▽
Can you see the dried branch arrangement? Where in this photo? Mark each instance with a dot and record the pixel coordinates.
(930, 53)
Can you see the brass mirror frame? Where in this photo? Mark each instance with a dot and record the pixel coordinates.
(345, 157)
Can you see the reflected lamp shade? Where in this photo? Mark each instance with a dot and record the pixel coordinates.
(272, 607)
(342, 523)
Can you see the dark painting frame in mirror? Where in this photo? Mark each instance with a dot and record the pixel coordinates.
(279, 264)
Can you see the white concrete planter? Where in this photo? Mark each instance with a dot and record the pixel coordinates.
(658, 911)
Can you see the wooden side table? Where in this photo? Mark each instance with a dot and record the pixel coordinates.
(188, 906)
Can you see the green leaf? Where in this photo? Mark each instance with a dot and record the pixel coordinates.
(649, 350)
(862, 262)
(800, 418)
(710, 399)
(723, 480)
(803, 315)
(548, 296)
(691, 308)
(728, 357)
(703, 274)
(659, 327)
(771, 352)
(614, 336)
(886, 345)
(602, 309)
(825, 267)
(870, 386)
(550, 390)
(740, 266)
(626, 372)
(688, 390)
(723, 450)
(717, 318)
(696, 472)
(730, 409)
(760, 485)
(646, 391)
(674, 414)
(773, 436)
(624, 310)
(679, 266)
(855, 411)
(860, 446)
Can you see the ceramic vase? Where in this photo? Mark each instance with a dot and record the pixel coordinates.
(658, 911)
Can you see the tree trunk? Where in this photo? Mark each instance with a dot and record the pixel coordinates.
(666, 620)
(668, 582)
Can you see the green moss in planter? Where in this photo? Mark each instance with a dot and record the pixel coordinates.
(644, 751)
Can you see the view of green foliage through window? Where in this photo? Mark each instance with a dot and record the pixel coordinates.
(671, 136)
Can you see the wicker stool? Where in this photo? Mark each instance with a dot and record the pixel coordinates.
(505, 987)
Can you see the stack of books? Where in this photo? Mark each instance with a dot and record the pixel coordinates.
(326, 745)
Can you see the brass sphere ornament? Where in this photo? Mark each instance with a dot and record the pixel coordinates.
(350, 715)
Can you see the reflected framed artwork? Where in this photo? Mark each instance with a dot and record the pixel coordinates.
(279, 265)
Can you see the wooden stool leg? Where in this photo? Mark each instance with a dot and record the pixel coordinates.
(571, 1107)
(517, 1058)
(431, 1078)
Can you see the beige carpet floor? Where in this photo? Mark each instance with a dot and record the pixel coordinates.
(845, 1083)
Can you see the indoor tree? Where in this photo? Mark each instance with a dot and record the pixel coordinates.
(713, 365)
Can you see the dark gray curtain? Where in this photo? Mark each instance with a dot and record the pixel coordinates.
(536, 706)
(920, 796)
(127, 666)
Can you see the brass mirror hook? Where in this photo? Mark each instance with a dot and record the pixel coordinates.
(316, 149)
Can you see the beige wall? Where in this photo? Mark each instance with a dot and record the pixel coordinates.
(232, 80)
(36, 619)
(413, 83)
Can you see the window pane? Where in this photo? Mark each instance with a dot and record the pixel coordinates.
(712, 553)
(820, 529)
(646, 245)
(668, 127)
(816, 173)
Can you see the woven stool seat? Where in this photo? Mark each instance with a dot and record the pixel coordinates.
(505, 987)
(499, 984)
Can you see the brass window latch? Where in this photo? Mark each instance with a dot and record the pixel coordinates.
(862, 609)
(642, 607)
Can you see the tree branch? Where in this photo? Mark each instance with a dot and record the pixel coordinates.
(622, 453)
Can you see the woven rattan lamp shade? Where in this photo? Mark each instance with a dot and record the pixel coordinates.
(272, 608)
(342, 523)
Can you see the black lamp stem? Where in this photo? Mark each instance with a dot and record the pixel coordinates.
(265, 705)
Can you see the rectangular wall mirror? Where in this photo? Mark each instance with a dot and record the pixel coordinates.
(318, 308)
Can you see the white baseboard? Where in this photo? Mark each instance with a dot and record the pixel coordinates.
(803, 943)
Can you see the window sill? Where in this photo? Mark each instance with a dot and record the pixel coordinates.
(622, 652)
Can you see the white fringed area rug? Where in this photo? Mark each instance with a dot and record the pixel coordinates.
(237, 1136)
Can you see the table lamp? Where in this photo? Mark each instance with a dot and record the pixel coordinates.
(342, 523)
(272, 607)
△
WHAT TO PRODUCE: Copy everything above from the line containing "Can you see the rectangular" down to the end of the rows, reproducing each line unchanged.

REPLY:
Can you see the rectangular wall mirror? Where in this photo? Mark each instance with a dot and record the pixel coordinates.
(318, 308)
Can you see the white baseboard? Where in this photo? Mark each instance with a dot and record the pixel coordinates.
(803, 943)
Can you see the window sill? Where in this photo? Mark each instance with a dot and record the pixel coordinates.
(622, 652)
Can you see the white fringed area rug? Where in this photo? Mark each instance with a dot and record the pixel coordinates.
(237, 1136)
Can you see the table lamp? Where in this photo? Mark each instance with a dot and record the pixel coordinates.
(342, 523)
(272, 607)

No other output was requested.